_Data for processing:_
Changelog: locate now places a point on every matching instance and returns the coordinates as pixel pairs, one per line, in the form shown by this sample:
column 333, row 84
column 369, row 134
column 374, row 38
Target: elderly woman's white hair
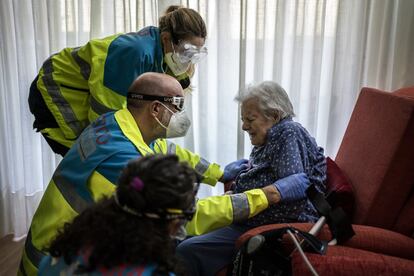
column 272, row 99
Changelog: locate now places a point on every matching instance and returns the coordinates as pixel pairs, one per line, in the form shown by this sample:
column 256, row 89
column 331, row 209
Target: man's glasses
column 178, row 102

_The problem:_ Repeat the entries exactly, without pictures.

_Answer for this exercise:_
Changelog: locate now places a point on every matching instance and returns the coordinates as pixel pairs, one per line, in the form shown by this sample:
column 333, row 84
column 369, row 134
column 374, row 38
Target: elderly woman's white hair
column 272, row 99
Changelog: locate now places a point on every matching instance and returns the coordinates as pixel pairs, one per line, in the form shown by this sample:
column 256, row 89
column 331, row 209
Target: man's glasses
column 178, row 102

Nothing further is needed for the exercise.